### TASK INSTRUCTIONS
1 - In the article about Britain's assisted suicide bill, on what date did the Terminally Ill Adults (End of Life) Bill pass its second reading in the House of Commons?
2 - Write out word for word the part of the assisted suicide bill article from "The Terminally Ill" up to and including "scrutinise decisions instead.".

### TEXT SECTION
--------------------
Over 200 amendments to Britain’s Assisted Suicide Bill have been tabled by experts, clinicians, and medical organisations. It comes as the Bill’s Committee today rejected an amendment by Labour MP Rachael Maskell which would require someone to have a consultation on palliative care options before being able to avail of assisted suicide.
The Terminally Ill Adults (End of Life) Bill passed its second reading in the House of Commons on 29 November 2024, with a Committee scrutinising the Bill meeting earlier this month. A number of key concerns have emerged during the line-by-line scrutiny, with MPs from Labour, the Liberal Democrats and the Conservative Party raising a number of concerns relating to whether the Mental Capacity Act would be suitable for determining whether someone can make the decision for assisted suicide.
This week, it emerged that MPs are to scrap the requirement for a high court judge to sign off on assisted dying cases amid mounting concerns over the legislation, with an expert panel to scrutinise decisions instead.
--------------------
(Stored records)
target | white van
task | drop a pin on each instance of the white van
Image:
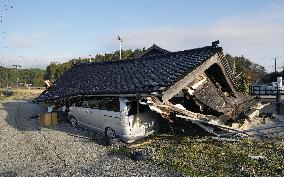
(115, 118)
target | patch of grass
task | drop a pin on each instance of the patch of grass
(210, 157)
(17, 94)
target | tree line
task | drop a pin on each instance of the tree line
(247, 70)
(10, 76)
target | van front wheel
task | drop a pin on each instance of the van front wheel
(110, 133)
(73, 122)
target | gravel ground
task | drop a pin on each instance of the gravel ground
(27, 149)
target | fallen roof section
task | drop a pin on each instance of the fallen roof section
(143, 75)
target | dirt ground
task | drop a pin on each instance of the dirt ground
(27, 149)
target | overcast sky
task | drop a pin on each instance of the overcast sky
(34, 32)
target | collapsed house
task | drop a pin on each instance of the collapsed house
(197, 85)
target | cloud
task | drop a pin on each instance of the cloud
(24, 40)
(258, 36)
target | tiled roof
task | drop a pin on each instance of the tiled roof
(155, 50)
(140, 75)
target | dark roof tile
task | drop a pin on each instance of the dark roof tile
(139, 75)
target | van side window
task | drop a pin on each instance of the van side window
(85, 104)
(111, 105)
(132, 108)
(78, 104)
(96, 104)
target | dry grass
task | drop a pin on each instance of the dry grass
(210, 157)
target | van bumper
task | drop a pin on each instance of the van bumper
(133, 137)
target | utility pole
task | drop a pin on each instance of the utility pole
(234, 67)
(275, 63)
(120, 44)
(16, 67)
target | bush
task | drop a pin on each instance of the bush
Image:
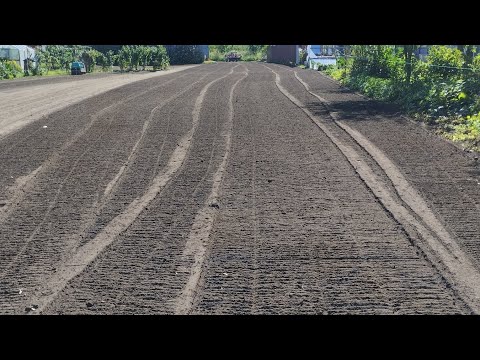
(442, 60)
(467, 130)
(10, 69)
(160, 59)
(185, 54)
--------------------
### PER-TASK ANSWERS
1 - 29 November 2024.

2 -
The Terminally Ill Adults (End of Life) Bill passed its second reading in the House of Commons on 29 November 2024, with a Committee scrutinising the Bill meeting earlier this month. A number of key concerns have emerged during the line-by-line scrutiny, with MPs from Labour, the Liberal Democrats and the Conservative Party raising a number of concerns relating to whether the Mental Capacity Act would be suitable for determining whether someone can make the decision for assisted suicide.
This week, it emerged that MPs are to scrap the requirement for a high court judge to sign off on assisted dying cases amid mounting concerns over the legislation, with an expert panel to scrutinise decisions instead.